The Undead: Organ Harvesting, the Ice-Water Test, Beating Heart Cadavers—How Medicine Is Blurring the Line Between Life and Death

By Dick Teresi
Vintage Books (paperback), December 2012

What’s not to like about organ transplantation? A heroic technological feat that gives life to the suffering and avoids wasting lives tragically cut short, it’s even good for the economy, reaping $20 billion a year. Veteran science journalist Dick Teresi, too, had checked the box on his driver’s license—until he discovered that some “brain-dead” donors might not be dead.

Historical research revealed that determining death has never been a simple matter; certain medical states can mimic it—hence earlier centuries’ fears of being buried alive. Safest, traditionally, was to wait three days until decomposition began. “Brain death” became the new criterion in 1968, just as transplantation ramped up, but few know that not even an EEG is required, just clinical signs that aren’t foolproof....

Frankenstein’s Cat: Cuddling Up to Biotech’s Brave New Beasts

By Emily Anthes
Scientific American/Farrar, Straus and Giroux, March 2013

The nature/technology interface is a fast-advancing, blurring frontier, where unnerving new powers are arming the age-old, contradictory human drives to understand, control, exploit, improve, and protect our fellow beings. This is the turf staked out by MIT-trained science journalist Emily Anthes, whose “biotech” includes everything from cloned pets, livestock, and endangered species to transgenic “pharm” animals that make drugs in their milk; from marine-mammal “colleagues” whose data-logging tags help map ocean conditions to robotically controlled military spy beetles.

# # #

### Work task 1
According to the book reviews, in what year did "brain death" become the new criterion for determining death?
### Work task 2
Write out the stretch of the book reviews from "What’s not to" through "that aren’t foolproof....", swapping "three days" for "two days".

# # #

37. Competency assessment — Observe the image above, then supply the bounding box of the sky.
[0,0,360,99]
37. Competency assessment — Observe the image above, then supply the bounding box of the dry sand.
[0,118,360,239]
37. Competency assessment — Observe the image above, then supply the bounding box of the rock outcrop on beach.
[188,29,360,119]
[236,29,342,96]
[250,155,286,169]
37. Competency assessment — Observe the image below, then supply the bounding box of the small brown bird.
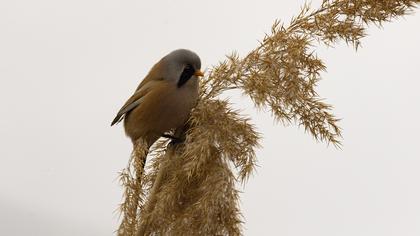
[111,49,204,147]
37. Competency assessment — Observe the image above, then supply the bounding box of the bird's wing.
[111,80,161,126]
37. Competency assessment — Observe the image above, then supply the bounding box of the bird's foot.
[162,134,182,145]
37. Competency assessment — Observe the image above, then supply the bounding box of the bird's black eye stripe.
[178,64,195,88]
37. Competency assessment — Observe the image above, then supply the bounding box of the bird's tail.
[117,139,149,236]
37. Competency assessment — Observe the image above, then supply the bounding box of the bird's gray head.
[161,49,203,87]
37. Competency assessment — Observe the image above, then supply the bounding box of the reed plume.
[118,0,420,235]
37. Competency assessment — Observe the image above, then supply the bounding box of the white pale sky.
[0,0,420,236]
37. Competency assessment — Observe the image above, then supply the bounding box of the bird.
[111,49,204,148]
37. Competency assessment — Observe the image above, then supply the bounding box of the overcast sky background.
[0,0,420,236]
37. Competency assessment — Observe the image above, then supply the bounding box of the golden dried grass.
[118,0,420,235]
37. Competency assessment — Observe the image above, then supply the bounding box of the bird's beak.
[194,70,204,77]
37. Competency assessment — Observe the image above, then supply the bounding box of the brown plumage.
[111,49,203,146]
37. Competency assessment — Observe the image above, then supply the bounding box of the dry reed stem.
[118,0,420,235]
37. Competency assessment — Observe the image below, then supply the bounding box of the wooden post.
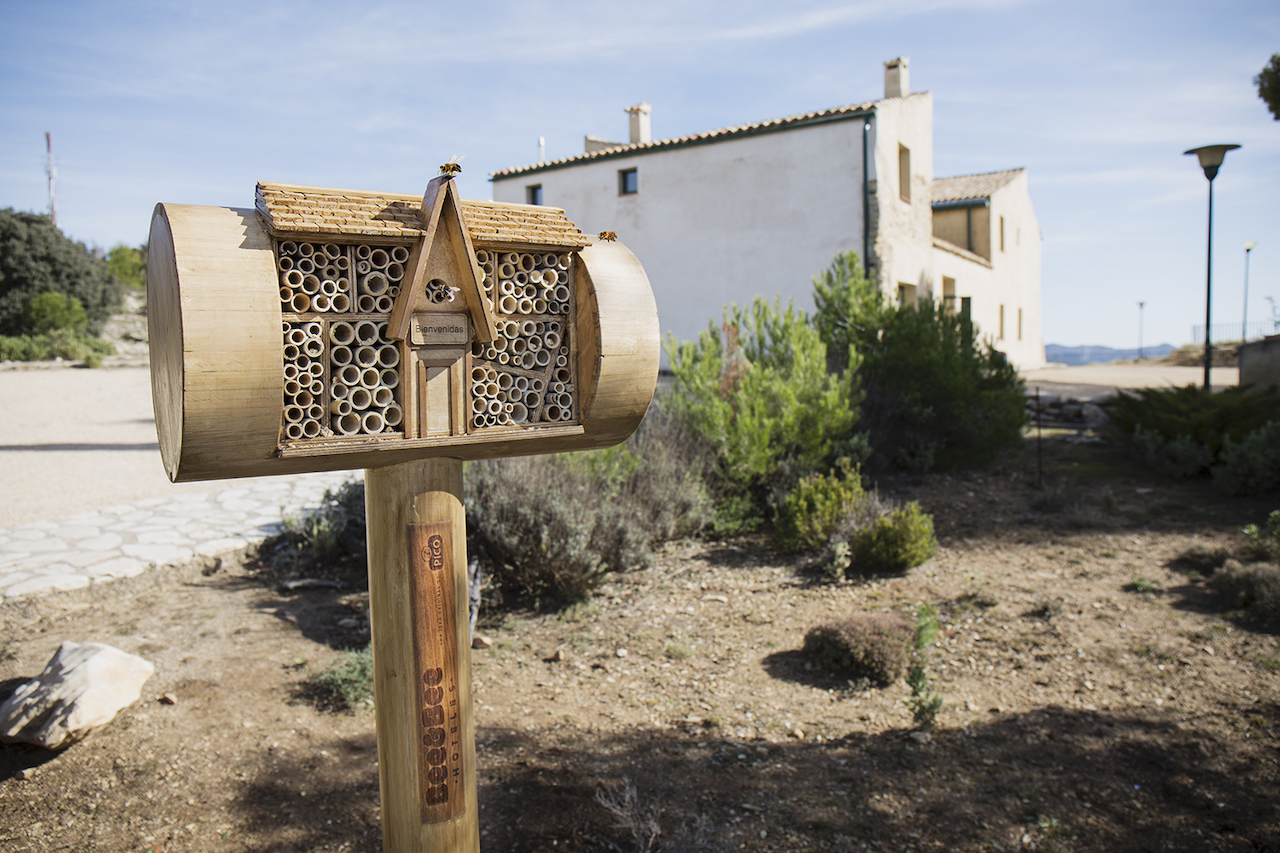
[365,457,480,853]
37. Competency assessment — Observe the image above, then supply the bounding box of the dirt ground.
[0,434,1280,853]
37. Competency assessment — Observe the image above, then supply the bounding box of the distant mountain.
[1044,343,1178,365]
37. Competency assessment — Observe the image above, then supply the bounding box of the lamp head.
[1183,143,1240,181]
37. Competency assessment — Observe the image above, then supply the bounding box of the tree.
[106,243,147,291]
[1253,54,1280,122]
[0,207,123,336]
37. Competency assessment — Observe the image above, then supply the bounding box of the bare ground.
[0,435,1280,853]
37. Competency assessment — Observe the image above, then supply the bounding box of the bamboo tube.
[329,320,356,347]
[333,412,360,435]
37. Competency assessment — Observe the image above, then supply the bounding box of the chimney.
[627,102,653,145]
[884,56,911,97]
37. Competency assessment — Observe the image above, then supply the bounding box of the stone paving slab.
[0,471,362,602]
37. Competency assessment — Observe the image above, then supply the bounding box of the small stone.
[0,642,155,749]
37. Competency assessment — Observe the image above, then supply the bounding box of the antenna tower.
[45,131,58,225]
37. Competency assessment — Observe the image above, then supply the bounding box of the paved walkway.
[0,471,360,602]
[0,368,360,602]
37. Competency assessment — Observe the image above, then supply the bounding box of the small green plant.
[311,646,374,711]
[778,467,864,552]
[1208,560,1280,624]
[904,661,942,731]
[831,501,938,575]
[1244,510,1280,562]
[804,613,915,686]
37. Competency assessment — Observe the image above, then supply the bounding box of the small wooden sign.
[408,521,467,824]
[410,313,471,347]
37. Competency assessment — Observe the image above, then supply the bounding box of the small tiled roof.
[931,169,1025,201]
[489,92,901,181]
[255,183,586,248]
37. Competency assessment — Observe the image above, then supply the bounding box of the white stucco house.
[492,58,1044,368]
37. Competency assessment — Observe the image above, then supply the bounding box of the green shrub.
[1212,420,1280,496]
[0,207,124,336]
[1107,386,1280,479]
[1208,560,1280,622]
[804,613,915,686]
[0,329,115,366]
[311,646,374,711]
[814,252,1027,471]
[666,298,860,533]
[829,501,938,575]
[22,292,88,334]
[1244,510,1280,562]
[465,406,710,605]
[778,469,864,551]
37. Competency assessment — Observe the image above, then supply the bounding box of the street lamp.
[1240,240,1258,343]
[1183,143,1240,391]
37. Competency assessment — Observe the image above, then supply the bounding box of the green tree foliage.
[814,245,1027,471]
[0,207,123,336]
[106,243,147,291]
[667,298,859,534]
[22,292,88,334]
[1253,54,1280,122]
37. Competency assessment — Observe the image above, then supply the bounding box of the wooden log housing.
[147,182,659,482]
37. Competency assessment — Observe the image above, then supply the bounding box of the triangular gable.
[387,175,495,343]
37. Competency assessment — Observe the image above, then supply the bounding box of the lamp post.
[1138,302,1146,361]
[1183,143,1240,391]
[1240,240,1258,343]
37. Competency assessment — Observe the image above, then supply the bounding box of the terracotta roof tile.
[931,169,1027,201]
[255,183,586,248]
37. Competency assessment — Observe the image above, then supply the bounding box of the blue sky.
[0,0,1280,347]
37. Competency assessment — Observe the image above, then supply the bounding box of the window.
[618,169,640,196]
[897,145,911,204]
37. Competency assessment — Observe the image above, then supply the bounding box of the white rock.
[0,642,155,749]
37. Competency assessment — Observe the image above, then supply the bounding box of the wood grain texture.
[147,204,284,480]
[365,459,480,853]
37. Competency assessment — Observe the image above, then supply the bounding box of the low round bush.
[804,613,915,686]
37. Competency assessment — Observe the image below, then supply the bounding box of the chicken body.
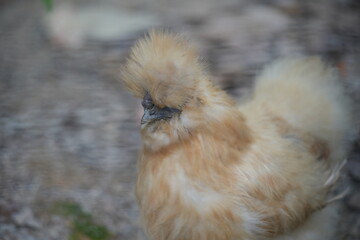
[122,32,350,240]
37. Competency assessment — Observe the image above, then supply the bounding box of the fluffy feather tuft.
[122,30,204,108]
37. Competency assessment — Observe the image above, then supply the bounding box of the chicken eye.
[141,93,155,109]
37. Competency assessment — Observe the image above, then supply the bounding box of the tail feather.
[254,57,351,162]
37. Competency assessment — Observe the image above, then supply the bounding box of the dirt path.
[0,0,360,240]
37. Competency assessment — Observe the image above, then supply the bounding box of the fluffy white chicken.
[122,32,351,240]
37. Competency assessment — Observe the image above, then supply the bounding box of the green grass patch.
[53,201,111,240]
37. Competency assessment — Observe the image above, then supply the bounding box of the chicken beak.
[141,106,180,124]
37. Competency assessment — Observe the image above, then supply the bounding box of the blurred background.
[0,0,360,240]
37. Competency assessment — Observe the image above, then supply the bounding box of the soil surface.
[0,0,360,240]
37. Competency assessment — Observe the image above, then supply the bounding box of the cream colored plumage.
[122,32,350,240]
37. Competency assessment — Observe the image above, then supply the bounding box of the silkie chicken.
[122,31,351,240]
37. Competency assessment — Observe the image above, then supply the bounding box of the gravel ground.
[0,0,360,240]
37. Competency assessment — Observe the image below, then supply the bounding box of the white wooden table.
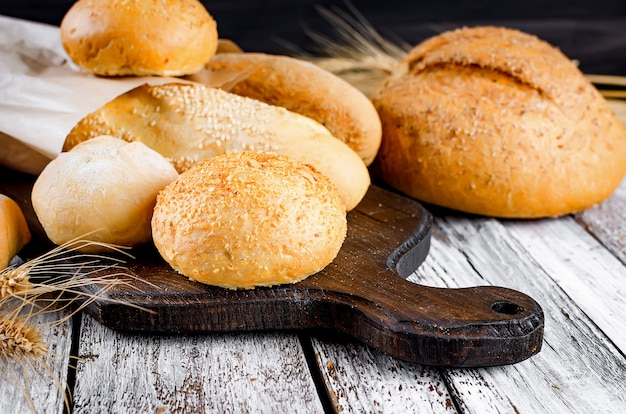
[0,129,626,414]
[0,15,626,414]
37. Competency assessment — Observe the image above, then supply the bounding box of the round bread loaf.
[31,136,178,251]
[61,0,218,76]
[372,27,626,218]
[152,152,347,289]
[207,53,382,165]
[63,83,370,210]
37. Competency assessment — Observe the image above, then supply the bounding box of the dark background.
[0,0,626,76]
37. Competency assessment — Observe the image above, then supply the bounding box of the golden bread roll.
[372,27,626,218]
[63,83,370,210]
[61,0,218,76]
[152,152,347,289]
[0,194,31,270]
[207,53,382,165]
[31,136,178,251]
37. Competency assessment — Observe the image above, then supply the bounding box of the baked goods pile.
[7,0,626,289]
[32,0,382,289]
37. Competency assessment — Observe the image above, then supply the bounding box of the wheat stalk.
[0,234,156,411]
[280,2,411,96]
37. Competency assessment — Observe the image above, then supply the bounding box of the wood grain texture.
[312,179,626,414]
[48,186,543,366]
[0,312,74,414]
[74,315,322,413]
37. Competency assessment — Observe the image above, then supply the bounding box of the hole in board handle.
[491,302,524,315]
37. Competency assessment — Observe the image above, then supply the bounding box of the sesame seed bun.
[152,152,347,289]
[61,0,218,76]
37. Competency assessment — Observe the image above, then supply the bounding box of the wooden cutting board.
[0,170,544,367]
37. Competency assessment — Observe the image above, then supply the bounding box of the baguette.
[206,53,382,165]
[63,83,370,210]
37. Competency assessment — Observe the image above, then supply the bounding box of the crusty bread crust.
[152,152,347,289]
[207,53,382,165]
[63,83,370,210]
[0,194,31,270]
[61,0,218,76]
[372,27,626,218]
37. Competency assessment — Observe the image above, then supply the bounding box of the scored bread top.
[372,27,626,218]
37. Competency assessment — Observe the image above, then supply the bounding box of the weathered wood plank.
[74,315,323,414]
[576,176,626,263]
[0,312,72,413]
[508,213,626,353]
[426,218,626,413]
[312,336,455,413]
[313,212,626,413]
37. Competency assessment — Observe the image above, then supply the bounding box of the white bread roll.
[152,152,347,289]
[61,0,218,76]
[63,83,370,210]
[372,27,626,218]
[31,136,178,251]
[206,53,382,165]
[0,194,31,270]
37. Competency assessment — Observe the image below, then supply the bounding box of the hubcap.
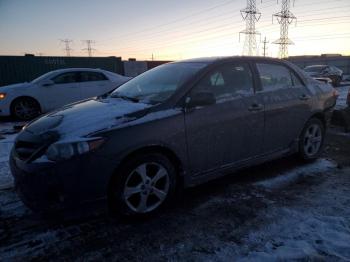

# # #

### Exercise answer 1
1968

### Exercise answer 2
What’s not to like about organ transplantation? A heroic technological feat that gives life to the suffering and avoids wasting lives tragically cut short, it’s even good for the economy, reaping $20 billion a year. Veteran science journalist Dick Teresi, too, had checked the box on his driver’s license—until he discovered that some “brain-dead” donors might not be dead.

Historical research revealed that determining death has never been a simple matter; certain medical states can mimic it—hence earlier centuries’ fears of being buried alive. Safest, traditionally, was to wait two days until decomposition began. “Brain death” became the new criterion in 1968, just as transplantation ramped up, but few know that not even an EEG is required, just clinical signs that aren’t foolproof....